* PAGE TEXT
____
Rush “I Don't Make Things Up” Limbaugh

By Solange Uwimana

On today's “Open Line Friday!” while talking with a caller who was gifted a 24/7 subscription to the Limbaugh show upon graduation by her mother, Rush repeated his claim that he is “not wrong,” although he is “super-opinionated,” and added: “As you know, I don't make things up.” Um, that might qualify as the biggest whopper since Bill O'Reilly's false claim that "[n]obody" on Fox ever pushed the health care jail-time falsehood. Even when Rush is obviously wrong, such as the time he made the “insignificant” and “minor” error of calling the Illinois gun control bill a “Chicago gun control bill,” he dismisses it as “verbal dyslexia” that really doesn't merit discussion. (On that show, he went on to say that because he is “so rarely wrong,” he's “not allowed to be wrong,” but that when he does “make the tiniest of faux pas ... it is like a tsunami sucking the water off the beach.”)

Is Rush really “rarely wrong” and does he ever “make things up”? Well, just yesterday, Rush falsely claimed that Louisiana officials “have not received any answers” on a barrier plan that Gov. Bobby Jindal has proposed to soak up oil from the spill. This is flat-out wrong. Last week, Rush said that there were no tax cuts in the economic stimulus and that it failed. Both claims are flat-out wrong. He claimed that Supreme Court nominee Elena Kagan is a "socialist" and that she said the government could ban books and pamphlets like Thomas Paine's Common Sense. Both those claims are -- you guessed it -- wrong. Rush has claimed that an AP story reported that the “real number” of private sector jobs created in April “is 66,000” -- this is false. Rush was wrong when he said President Obama and former Labor Secretary Robert Reich were never professors. He has continually refused to let go of the false claim that Rep. Barney Frank ran a “prostitution ring out of his apartment” and he rewrote history when he described both Bush presidencies as “eight years of prosperity.” And he was even wrong when he said "[o]ur guys resign" when they are caught having affairs. And there is much, much more out there.
____
* TASK DATA
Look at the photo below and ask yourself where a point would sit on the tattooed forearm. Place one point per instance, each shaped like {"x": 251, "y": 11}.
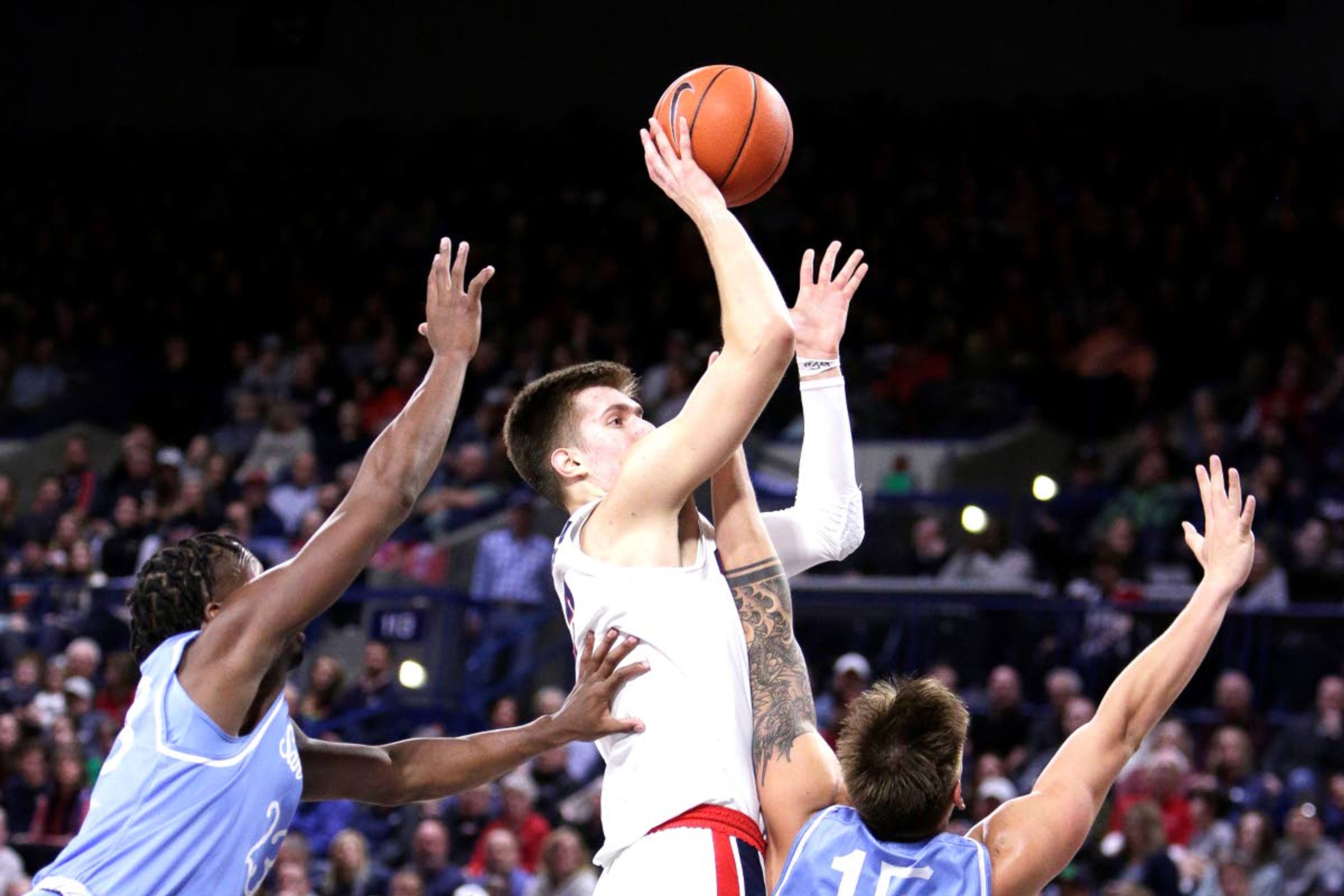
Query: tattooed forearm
{"x": 781, "y": 692}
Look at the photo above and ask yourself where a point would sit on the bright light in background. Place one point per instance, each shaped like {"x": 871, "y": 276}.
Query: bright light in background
{"x": 974, "y": 519}
{"x": 412, "y": 675}
{"x": 1045, "y": 488}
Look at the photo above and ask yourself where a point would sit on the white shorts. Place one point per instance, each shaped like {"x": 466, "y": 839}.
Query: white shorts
{"x": 694, "y": 858}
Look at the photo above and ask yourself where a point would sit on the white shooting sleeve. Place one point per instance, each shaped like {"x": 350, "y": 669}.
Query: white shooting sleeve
{"x": 826, "y": 522}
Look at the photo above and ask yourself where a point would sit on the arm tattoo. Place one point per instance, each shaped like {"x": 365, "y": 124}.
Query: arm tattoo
{"x": 781, "y": 692}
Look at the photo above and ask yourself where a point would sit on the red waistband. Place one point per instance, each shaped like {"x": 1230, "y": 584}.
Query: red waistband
{"x": 721, "y": 819}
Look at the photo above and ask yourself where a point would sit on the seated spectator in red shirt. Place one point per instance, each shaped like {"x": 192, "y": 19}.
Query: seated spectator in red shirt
{"x": 1166, "y": 788}
{"x": 521, "y": 819}
{"x": 64, "y": 805}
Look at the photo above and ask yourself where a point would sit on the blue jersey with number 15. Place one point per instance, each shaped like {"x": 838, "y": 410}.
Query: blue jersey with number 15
{"x": 835, "y": 854}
____
* TO BE DONE
• A. Write out the entire Rush Limbaugh piece word for word.
• B. Lay out the lines of the listing as a JSON list of strings, one string per line and blank lines left out. Start with the line containing "on the blue" and go on through the end of the listing.

* RESULTS OF THE TASKS
• A.
Rush “I Don't Make Things Up” Limbaugh

By Solange Uwimana

On today's “Open Line Friday!” while talking with a caller who was gifted a 24/7 subscription to the Limbaugh show upon graduation by her mother, Rush repeated his claim that he is “not wrong,” although he is “super-opinionated,” and added: “As you know, I don't make things up.” Um, that might qualify as the biggest whopper since Bill O'Reilly's false claim that "[n]obody" on Fox ever pushed the health care jail-time falsehood. Even when Rush is obviously wrong, such as the time he made the “insignificant” and “minor” error of calling the Illinois gun control bill a “Chicago gun control bill,” he dismisses it as “verbal dyslexia” that really doesn't merit discussion. (On that show, he went on to say that because he is “so rarely wrong,” he's “not allowed to be wrong,” but that when he does “make the tiniest of faux pas ... it is like a tsunami sucking the water off the beach.”)

Is Rush really “rarely wrong” and does he ever “make things up”? Well, just yesterday, Rush falsely claimed that Louisiana officials “have not received any answers” on a barrier plan that Gov. Bobby Jindal has proposed to soak up oil from the spill. This is flat-out wrong. Last week, Rush said that there were no tax cuts in the economic stimulus and that it failed. Both claims are flat-out wrong. He claimed that Supreme Court nominee Elena Kagan is a "socialist" and that she said the government could ban books and pamphlets like Thomas Paine's Common Sense. Both those claims are -- you guessed it -- wrong. Rush has claimed that an AP story reported that the “real number” of private sector jobs created in April “is 66,000” -- this is false. Rush was wrong when he said President Obama and former Labor Secretary Robert Reich were never professors. He has continually refused to let go of the false claim that Rep. Barney Frank ran a “prostitution ring out of his apartment” and he rewrote history when he described both Bush presidencies as “eight years of prosperity.” And he was even wrong when he said "[o]ur guys resign" when they are caught having affairs. And there is much, much more out there.

• B.
[
  "Look at the photo above and ask yourself where a point would sit on the blue jersey with number 15. Place one point per instance, each shaped like {\"x\": 838, \"y\": 410}.",
  "Query: blue jersey with number 15",
  "{\"x\": 835, \"y\": 854}"
]